### Data

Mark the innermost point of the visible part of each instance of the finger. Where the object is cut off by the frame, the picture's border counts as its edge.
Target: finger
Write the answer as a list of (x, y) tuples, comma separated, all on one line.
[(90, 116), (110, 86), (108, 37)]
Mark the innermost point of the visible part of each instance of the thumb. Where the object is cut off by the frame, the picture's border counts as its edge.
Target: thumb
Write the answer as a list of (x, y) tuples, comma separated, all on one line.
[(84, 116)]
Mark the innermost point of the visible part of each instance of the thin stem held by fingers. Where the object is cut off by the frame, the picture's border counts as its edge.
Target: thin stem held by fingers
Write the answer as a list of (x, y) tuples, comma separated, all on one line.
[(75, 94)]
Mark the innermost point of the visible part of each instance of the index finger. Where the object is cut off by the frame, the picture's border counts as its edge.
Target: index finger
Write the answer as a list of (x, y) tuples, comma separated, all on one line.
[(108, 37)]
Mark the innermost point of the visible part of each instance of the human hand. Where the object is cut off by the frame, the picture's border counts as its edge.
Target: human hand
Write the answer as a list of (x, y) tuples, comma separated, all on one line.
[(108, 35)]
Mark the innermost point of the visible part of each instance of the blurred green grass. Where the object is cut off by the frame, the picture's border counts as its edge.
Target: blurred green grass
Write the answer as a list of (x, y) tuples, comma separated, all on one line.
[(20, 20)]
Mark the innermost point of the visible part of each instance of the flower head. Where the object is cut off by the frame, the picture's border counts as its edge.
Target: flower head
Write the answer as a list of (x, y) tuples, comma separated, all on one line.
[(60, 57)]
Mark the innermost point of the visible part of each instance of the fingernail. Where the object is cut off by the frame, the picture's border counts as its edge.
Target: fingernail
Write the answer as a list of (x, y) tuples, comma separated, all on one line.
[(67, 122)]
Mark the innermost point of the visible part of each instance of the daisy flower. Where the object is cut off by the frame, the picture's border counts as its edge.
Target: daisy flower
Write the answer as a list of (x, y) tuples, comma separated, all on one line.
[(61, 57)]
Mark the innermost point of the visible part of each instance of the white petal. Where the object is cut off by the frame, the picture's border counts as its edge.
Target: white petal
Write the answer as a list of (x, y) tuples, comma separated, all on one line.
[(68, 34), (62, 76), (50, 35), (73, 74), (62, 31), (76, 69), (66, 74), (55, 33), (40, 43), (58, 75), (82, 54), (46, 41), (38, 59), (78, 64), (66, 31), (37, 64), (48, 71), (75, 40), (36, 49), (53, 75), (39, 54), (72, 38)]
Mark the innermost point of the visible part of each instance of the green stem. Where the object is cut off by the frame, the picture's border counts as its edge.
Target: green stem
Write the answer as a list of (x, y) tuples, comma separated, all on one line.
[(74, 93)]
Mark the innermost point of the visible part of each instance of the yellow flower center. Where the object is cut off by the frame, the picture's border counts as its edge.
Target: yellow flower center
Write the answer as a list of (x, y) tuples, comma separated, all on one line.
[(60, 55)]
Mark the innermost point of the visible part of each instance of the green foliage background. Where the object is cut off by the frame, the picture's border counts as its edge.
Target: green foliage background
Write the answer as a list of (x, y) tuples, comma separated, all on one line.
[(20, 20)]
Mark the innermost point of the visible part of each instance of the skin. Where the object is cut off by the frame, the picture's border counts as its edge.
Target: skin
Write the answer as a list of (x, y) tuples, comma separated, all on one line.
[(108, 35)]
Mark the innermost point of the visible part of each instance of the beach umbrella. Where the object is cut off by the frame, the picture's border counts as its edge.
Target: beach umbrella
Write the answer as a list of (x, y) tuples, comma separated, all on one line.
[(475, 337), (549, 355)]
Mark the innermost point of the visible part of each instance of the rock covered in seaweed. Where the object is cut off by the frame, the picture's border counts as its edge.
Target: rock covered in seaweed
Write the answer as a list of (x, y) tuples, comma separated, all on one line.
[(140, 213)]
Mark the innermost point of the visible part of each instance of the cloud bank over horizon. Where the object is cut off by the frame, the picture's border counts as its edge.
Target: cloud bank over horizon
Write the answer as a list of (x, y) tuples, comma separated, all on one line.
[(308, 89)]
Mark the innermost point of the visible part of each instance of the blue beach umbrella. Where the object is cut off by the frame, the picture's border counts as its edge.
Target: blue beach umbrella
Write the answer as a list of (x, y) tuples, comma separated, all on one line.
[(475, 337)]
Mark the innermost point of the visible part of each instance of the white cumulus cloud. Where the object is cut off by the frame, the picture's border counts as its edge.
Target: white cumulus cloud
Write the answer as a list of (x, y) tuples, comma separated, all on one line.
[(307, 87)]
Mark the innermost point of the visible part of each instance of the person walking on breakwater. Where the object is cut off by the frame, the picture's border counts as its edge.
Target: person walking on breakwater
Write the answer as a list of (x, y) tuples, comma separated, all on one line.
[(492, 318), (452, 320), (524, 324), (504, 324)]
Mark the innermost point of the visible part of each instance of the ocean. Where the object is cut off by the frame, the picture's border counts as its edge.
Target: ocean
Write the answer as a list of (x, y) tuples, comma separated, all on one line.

######

## Required task
Each record above should be output again exactly.

## Response
Mark the innermost point of the visible part of each instance of the finger. Where the object is cut off by the frame, the picture's border counts as its edge.
Target: finger
Write the answer as a list of (x, y) tuples, comma separated, all on one line.
[(90, 116), (110, 86), (108, 37)]
Mark the innermost point of the visible part of each instance of the thumb. Where the object is cut off by the frame, the picture's border counts as its edge.
Target: thumb
Write the answer as a list of (x, y) tuples, comma separated, all on one line.
[(84, 116)]
Mark the innermost point of the visible part of each instance of the thin stem held by fingers. Where the object is cut off by the frame, the picture's border counts as its edge.
Target: thin stem held by fingers
Write the answer as a list of (x, y) tuples, comma separated, all on one line.
[(75, 94)]
Mark the innermost point of the visible part of each instance of the index finger. Where the object is cut off by the frame, the picture's border counts as its edge.
Target: index finger
Write the answer as a list of (x, y) tuples, comma separated, all on one line.
[(108, 37)]
Mark the innermost point of the visible part of each instance of the human hand. Where the object is cut off by the frame, the picture's border counts as its edge.
Target: human hand
Write the answer as a list of (x, y) tuples, comma separated, all on one line.
[(108, 35)]
Mark the innermost point of the visible part of each instance of the blurred green grass. Where the object is cut off by the frame, the picture's border counts as its edge.
Target: blurred green grass
Write the answer as a list of (x, y) tuples, comma separated, all on one line.
[(20, 20)]
Mark the innermost point of the visible part of each instance of the flower head. Where the object is cut off by the frame, the picture's border counts as its edge.
Target: flower head
Write the answer as a list of (x, y) tuples, comma separated, all on one line.
[(60, 57)]
Mark the innermost point of the visible part of each instance of the fingernail. Where the object is cut off by the frame, the picture's border counts as its edge.
Target: fingernail
Write the answer as a list of (x, y) tuples, comma separated, all on one line.
[(67, 122)]
Mark the innermost point of the visible part of each instance of the daisy flower. Where the object is cut off by the frame, the picture's border counts as its edge.
Target: daisy flower
Write the answer as a list of (x, y) tuples, comma separated, all on one line.
[(61, 57)]
Mark the innermost point of the visible part of each instance of the white petal. Where the object is cut off by the frame, the picture's border counts as its edge.
Target: white petal
Write the answer as a list of (x, y) tuples, comma separated, all on one line.
[(68, 34), (62, 76), (50, 35), (73, 74), (62, 31), (76, 69), (66, 74), (55, 33), (40, 43), (58, 75), (82, 54), (46, 41), (38, 59), (78, 64), (66, 31), (37, 64), (48, 71), (75, 40), (36, 49), (53, 75), (39, 54), (72, 38)]
Mark the innermost point of the visible part of each instance of the green stem. Where the object is cut off by the frame, the picture's border counts as its edge.
Target: green stem
Write the answer as a list of (x, y) tuples, comma separated, all on one line.
[(74, 93)]
Mark the innermost point of the visible part of each instance of the yellow flower center. Where the object is cut off by the frame, the picture's border counts as its edge.
Target: yellow flower center
Write the answer as a list of (x, y) tuples, comma separated, all on one line.
[(60, 55)]
Mark the innermost point of the visible part of each instance of the green foliage background. Where the object is cut off by the frame, the picture's border counts as its edge.
Target: green foliage background
Write the answer as a list of (x, y) tuples, comma separated, all on one line.
[(20, 20)]
Mark the innermost point of the visible part of each instance of the skin. Where the object is cut off by the frame, the picture's border counts as its edge.
Target: skin
Write the answer as a list of (x, y) tuples, comma separated, all on one line.
[(108, 35)]
Mark the innermost point of the visible part of each instance of the beach umbrella. Where the object is cut off by the frame, the picture's border counts as its edge.
Target: beach umbrella
Write the answer as a list of (x, y) tuples, comma separated, all on one line.
[(475, 337), (549, 355)]
Mark the innermost point of the visible part of each instance of the rock covered in seaweed. Where the object is cut off by the frame, the picture's border counts as its edge.
Target: rock covered in seaweed
Write the answer as a list of (x, y) tuples, comma separated, all on one line.
[(140, 213)]
Mark the innermost point of the visible part of each instance of the cloud bank over horizon. Where the object is cut off by the frame, the picture's border counts as its edge.
Target: cloud bank over horizon
Write the answer as a list of (x, y) tuples, comma separated, all on one line.
[(308, 89)]
Mark the innermost point of the visible part of each instance of the blue beach umbrella. Where the object is cut off by the frame, the picture's border counts as its edge.
Target: blue beach umbrella
Write the answer as a list of (x, y) tuples, comma separated, all on one line.
[(475, 337)]
Mark the innermost point of the visible part of each instance of the white cumulus cloud. Where the object is cut off by the frame, the picture's border counts as its edge.
Target: white cumulus cloud
Write the answer as a list of (x, y) tuples, comma separated, all on one line.
[(307, 87)]
Mark the innermost point of the visible part of each instance of the person walking on breakwater. Where the object is cut off by the frame, the picture's border counts as its edge.
Target: person walking on breakwater
Write the answer as a list of (x, y) tuples, comma separated, all on one line.
[(492, 318), (452, 320), (524, 324), (504, 324)]
Mark the innermost point of the visible part of each instance of the ocean. Where the object is cut off by the frame, the picture's border counts as its edge.
Target: ocean
Write the answer as a list of (x, y) tuples, comma separated, all on one line.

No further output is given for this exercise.